::: TEXT BLOCK

In my last blog post, I introduced common concerns I’ve heard about predictive analytics in child well-being efforts. In this post, I want to address those concerns and reassure leaders and advocates that predictive analytics can be a tremendous boon to our ability to help kids and ease the burden on caseworkers.
They concerns I hear most are about:
- False Positives
- Racial Bias/Disparity
- Equation vs. Comprehensive Process
- Current Tools are Sufficient
Concern: Child well-being predictive analytic solutions may result in a high number of false positives, giving workers added work.
This concern is misguided. Sophisticated analytics, like SAS for Child Safety, actually has identified less than 5% of overall cases as being at the highest level of risk of maltreatment and/or fatality. Current validated actuarial risk and needs assessment have routinely identified from 25-30% of cases as being highest risk. This increases the potential amount of false positives up to 500%.
Child safety models are built on a multitude of risk factors, many of which vary in intensity (not just Yes/No binary values). These risk factors are intuitive. The literature and common sense would agree on the peril a child is exposed to given extreme values of these risk factors, such as:
- Scores of prior maltreatment allegations by child’s primary caregivers
- Multiple victimization events in caretaker’s childhood
- Low maternal age
To be in the highest risk segments, a child needs to have extreme values in a multitude of risk factors (not just one). In such an environment, risk of general harm to a child is also elevated, not just risk of fatality.

::::::
::: RAW RECORDS

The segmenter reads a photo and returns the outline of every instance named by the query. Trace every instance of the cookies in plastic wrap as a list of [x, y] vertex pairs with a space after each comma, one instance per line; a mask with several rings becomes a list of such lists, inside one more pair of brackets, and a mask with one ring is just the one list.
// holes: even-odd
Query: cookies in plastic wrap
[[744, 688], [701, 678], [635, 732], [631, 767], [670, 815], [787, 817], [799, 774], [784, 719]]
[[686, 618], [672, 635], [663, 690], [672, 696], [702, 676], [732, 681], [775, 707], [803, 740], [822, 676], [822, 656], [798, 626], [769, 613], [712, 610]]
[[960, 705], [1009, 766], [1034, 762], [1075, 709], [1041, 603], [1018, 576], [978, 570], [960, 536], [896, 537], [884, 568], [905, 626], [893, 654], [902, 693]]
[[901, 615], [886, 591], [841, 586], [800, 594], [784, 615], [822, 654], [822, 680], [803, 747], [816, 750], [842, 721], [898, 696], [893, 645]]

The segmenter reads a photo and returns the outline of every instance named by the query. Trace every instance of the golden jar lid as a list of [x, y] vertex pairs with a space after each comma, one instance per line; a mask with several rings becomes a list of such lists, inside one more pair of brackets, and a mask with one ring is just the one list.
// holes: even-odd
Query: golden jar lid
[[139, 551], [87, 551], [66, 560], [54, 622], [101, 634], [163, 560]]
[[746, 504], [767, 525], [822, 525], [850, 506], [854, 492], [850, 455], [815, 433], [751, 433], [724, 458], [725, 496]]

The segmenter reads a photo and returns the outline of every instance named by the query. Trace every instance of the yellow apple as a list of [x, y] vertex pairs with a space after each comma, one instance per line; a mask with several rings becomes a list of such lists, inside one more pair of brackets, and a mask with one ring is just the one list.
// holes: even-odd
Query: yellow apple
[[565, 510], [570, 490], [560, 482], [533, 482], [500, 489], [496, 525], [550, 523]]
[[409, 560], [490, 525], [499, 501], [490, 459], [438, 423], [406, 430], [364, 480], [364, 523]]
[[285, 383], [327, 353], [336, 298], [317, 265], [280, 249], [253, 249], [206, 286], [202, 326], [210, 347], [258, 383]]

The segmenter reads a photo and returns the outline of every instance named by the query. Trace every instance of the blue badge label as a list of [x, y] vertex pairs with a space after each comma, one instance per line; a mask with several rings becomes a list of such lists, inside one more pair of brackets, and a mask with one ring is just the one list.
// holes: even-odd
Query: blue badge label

::::::

- **TASKS TO PERFORM**
1: According to the post on predictive analytics in child well-being, what share of overall cases has SAS for Child Safety identified as being at the highest level of risk?
2: Carry on the post about predictive analytics in child well-being from its final sentence.

- **ANSWERS TO THE TASKS**
1: Less than 5% of overall cases.

2:
Fatality modeling is more narrowly focused. For each fatality there may be dozens or more near misses (injuries but not fatalities). However, data for serious near misses is not readily available. As terrible as it may be, a child who ends up in the ICU due to abuse is considered a false positive for a fatality risk model.
We have to remember that risk to child well-being is ongoing. In our research at SAS, we have observed children in extreme risk segments at the end of a study period that eventually become fatalities. That said, risk can also decrease over time as, for instance, a child’s age increases or there are changes in household composition.
Concern: Predictive analytics may attribute to racial bias and disparity within communities.
Racial disparity is not apparent in fatality risk. Literature and SAS’s own modeling in multiple jurisdictions has found no significant difference in maltreatment and/or fatality risk for black versus white households. Of some interest was the fact that Hispanic households had a slightly lower fatality risk.
The fact is, race is vastly eclipsed by other risk factors like prior maltreatment allegations, making racial factors of little value in risk models.
Concern: Analytics is "just" a mathematical equation, no a comprehensive process
Analytics actually IS a comprehensive process that helps generate a “golden record” of an individual. The child well-being models that support these efforts are based on historical data multiple factors and outcomes, such as fatalities, maltreatment, permanency, homelessness, etc. More accurate and complete data is modeled, allowing for workers to be more confident and proactive.
Collections of various factors determine risk, not individual facts or flags. This eliminates the one-size-fits-all approach to case response (e.g. children under 5 are high risk and require a full investigation), which is not proven out by the risk model. A high risk score means there is a multitude of simultaneous risk factors present. The risk score brings this to the attention of the case worker to help inform decisions, coupled with their professional judgement.
Concern: Current actuarial tools are sufficient, so why use analytics?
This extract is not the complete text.